— start of INPUT RECORDS —
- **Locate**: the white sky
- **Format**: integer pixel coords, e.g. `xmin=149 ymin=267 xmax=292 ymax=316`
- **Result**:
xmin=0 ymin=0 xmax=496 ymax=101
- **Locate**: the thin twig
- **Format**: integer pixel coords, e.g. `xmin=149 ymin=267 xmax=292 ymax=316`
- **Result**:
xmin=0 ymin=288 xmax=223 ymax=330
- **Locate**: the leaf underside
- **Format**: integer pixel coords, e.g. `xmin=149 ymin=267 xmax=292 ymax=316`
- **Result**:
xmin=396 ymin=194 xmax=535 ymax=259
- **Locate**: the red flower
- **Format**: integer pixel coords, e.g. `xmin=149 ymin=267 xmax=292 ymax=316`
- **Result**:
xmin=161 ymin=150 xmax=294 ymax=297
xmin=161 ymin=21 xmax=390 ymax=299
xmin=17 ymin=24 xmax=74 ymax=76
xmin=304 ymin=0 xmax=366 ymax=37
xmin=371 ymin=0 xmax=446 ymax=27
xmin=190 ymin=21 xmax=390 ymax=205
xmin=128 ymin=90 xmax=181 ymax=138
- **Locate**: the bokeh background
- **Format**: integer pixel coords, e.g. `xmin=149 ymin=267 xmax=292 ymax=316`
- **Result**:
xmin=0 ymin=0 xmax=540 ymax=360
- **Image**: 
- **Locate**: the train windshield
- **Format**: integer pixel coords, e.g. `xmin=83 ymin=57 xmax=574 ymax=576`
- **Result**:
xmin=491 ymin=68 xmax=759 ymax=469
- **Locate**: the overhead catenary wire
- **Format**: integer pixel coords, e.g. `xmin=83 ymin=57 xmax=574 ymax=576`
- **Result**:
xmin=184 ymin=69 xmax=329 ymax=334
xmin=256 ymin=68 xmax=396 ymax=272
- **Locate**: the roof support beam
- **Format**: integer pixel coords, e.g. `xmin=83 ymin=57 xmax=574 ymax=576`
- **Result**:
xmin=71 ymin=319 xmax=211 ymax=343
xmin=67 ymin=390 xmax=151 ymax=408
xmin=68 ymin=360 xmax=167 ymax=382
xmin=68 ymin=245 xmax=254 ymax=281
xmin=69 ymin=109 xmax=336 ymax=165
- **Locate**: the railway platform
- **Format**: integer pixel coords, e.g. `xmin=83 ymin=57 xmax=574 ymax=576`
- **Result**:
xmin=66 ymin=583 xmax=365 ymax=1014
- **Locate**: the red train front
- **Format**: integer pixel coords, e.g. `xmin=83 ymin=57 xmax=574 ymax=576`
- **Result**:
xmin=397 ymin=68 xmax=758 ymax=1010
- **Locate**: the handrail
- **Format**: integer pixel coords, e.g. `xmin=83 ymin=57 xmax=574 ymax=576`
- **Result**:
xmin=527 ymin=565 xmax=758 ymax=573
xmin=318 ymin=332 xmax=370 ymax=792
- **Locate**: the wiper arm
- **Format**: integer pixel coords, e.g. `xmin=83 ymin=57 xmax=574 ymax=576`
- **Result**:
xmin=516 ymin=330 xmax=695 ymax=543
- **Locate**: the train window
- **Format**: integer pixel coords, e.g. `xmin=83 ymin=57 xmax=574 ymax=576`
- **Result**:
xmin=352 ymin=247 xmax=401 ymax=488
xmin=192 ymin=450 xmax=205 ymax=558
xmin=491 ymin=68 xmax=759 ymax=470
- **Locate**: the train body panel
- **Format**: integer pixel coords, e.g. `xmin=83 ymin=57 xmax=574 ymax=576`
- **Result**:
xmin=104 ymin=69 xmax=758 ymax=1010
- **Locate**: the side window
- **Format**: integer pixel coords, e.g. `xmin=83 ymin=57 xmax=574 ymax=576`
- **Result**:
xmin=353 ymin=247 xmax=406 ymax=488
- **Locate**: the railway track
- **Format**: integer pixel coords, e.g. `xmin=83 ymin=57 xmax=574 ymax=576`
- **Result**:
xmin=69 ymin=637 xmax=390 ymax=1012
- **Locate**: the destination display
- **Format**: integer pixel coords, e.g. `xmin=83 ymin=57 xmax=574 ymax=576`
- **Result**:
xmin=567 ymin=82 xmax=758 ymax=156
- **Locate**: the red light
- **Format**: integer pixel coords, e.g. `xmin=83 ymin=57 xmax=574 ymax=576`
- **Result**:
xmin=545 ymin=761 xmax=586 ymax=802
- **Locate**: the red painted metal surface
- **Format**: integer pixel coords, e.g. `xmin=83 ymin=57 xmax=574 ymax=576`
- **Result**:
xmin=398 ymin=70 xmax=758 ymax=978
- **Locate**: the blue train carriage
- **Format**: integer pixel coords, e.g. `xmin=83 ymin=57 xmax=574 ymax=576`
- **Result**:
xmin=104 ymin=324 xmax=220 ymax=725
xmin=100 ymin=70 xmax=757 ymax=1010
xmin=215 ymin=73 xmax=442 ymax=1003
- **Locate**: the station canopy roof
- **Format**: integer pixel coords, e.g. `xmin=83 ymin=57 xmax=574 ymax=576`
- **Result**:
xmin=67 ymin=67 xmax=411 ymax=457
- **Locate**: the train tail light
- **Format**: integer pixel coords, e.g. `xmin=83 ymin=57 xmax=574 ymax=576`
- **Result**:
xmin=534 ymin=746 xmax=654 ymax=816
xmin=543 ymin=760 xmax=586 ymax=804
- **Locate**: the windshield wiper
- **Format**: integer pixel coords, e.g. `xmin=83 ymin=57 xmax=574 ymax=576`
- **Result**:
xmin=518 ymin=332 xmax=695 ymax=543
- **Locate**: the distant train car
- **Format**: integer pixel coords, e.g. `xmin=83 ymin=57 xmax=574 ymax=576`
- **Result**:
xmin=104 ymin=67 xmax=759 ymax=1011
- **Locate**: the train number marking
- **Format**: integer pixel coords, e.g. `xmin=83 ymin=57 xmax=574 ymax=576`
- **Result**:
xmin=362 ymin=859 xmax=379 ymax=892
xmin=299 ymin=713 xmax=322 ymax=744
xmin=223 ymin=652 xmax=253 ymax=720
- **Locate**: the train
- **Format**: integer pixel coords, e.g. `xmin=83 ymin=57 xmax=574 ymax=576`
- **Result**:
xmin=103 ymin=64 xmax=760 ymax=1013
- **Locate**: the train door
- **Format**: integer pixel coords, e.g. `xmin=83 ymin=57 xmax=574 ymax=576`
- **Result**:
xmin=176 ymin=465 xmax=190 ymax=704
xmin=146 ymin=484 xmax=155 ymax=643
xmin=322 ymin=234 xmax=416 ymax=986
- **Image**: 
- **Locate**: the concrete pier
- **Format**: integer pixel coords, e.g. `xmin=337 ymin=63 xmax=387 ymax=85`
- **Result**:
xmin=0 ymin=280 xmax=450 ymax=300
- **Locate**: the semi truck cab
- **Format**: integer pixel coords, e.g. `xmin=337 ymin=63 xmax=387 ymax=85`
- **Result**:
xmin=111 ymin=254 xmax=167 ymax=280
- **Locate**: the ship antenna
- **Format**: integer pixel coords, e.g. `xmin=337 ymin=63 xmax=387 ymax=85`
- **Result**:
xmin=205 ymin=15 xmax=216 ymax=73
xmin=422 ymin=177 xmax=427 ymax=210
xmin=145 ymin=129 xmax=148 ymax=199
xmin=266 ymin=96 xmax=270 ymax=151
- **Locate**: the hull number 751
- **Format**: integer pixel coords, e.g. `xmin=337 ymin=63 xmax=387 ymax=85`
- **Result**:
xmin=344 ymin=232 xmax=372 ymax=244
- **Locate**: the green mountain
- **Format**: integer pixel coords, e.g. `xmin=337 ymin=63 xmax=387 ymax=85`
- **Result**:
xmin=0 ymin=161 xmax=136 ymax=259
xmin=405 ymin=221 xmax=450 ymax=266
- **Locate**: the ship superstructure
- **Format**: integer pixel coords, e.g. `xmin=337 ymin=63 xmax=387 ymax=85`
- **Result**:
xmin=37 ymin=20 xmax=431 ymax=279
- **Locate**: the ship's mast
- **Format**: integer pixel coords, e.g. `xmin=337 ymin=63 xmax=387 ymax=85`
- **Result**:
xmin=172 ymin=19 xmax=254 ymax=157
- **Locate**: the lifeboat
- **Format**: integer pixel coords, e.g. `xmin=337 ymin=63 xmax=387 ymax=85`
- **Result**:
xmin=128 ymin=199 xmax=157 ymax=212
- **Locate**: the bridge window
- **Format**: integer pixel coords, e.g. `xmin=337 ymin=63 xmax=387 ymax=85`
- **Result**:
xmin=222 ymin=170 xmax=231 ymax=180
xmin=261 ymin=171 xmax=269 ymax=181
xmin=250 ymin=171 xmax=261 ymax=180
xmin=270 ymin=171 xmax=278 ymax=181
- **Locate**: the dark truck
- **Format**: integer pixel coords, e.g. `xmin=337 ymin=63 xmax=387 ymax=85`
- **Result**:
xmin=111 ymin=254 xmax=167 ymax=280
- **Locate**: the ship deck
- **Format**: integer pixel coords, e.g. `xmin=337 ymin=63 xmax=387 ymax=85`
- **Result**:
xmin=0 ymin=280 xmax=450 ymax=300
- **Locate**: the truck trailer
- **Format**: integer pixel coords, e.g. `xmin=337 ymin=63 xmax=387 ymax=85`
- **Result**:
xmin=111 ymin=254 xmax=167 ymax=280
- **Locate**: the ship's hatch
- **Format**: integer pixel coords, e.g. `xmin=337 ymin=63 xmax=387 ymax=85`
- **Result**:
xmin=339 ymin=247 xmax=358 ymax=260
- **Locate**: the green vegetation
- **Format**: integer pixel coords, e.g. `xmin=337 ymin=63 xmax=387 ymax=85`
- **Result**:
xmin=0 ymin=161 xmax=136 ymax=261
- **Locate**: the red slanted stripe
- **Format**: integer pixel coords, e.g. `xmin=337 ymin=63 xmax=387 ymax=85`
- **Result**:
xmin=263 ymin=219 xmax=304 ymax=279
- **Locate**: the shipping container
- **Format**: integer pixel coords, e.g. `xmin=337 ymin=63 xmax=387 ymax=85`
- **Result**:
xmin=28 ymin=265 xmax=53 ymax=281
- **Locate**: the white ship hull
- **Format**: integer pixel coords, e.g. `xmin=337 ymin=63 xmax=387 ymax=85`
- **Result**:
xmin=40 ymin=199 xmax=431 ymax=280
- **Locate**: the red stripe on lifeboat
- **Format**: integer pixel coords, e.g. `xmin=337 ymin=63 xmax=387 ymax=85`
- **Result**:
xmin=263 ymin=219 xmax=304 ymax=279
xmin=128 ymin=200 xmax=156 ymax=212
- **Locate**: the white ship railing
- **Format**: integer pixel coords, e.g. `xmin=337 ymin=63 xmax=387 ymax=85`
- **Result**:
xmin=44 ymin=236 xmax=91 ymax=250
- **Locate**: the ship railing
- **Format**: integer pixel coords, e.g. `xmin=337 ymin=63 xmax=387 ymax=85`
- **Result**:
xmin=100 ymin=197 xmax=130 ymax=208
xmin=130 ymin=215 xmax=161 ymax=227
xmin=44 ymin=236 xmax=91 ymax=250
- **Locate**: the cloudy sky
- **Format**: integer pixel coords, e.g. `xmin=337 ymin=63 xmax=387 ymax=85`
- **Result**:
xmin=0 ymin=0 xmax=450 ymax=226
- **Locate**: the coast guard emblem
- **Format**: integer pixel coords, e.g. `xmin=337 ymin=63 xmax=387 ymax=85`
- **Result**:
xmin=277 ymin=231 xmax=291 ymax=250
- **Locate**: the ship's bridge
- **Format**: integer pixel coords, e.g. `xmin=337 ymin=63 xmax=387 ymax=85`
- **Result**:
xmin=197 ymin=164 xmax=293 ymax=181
— end of INPUT RECORDS —
SET PROBLEM
Can you reproduce, character for character, the stretch of the items above from the line containing "- **Locate**: the handrail" through the line containing "xmin=516 ymin=330 xmax=695 ymax=543", including both of those lines?

RESULT BELOW
- **Locate**: the handrail
- **Format**: integer pixel coords, e.g. `xmin=83 ymin=57 xmax=574 ymax=576`
- **Result**:
xmin=527 ymin=565 xmax=758 ymax=573
xmin=318 ymin=332 xmax=370 ymax=792
- **Locate**: the wiper arm
- **Format**: integer pixel coords, e.g. `xmin=83 ymin=57 xmax=574 ymax=576`
- **Result**:
xmin=516 ymin=330 xmax=695 ymax=543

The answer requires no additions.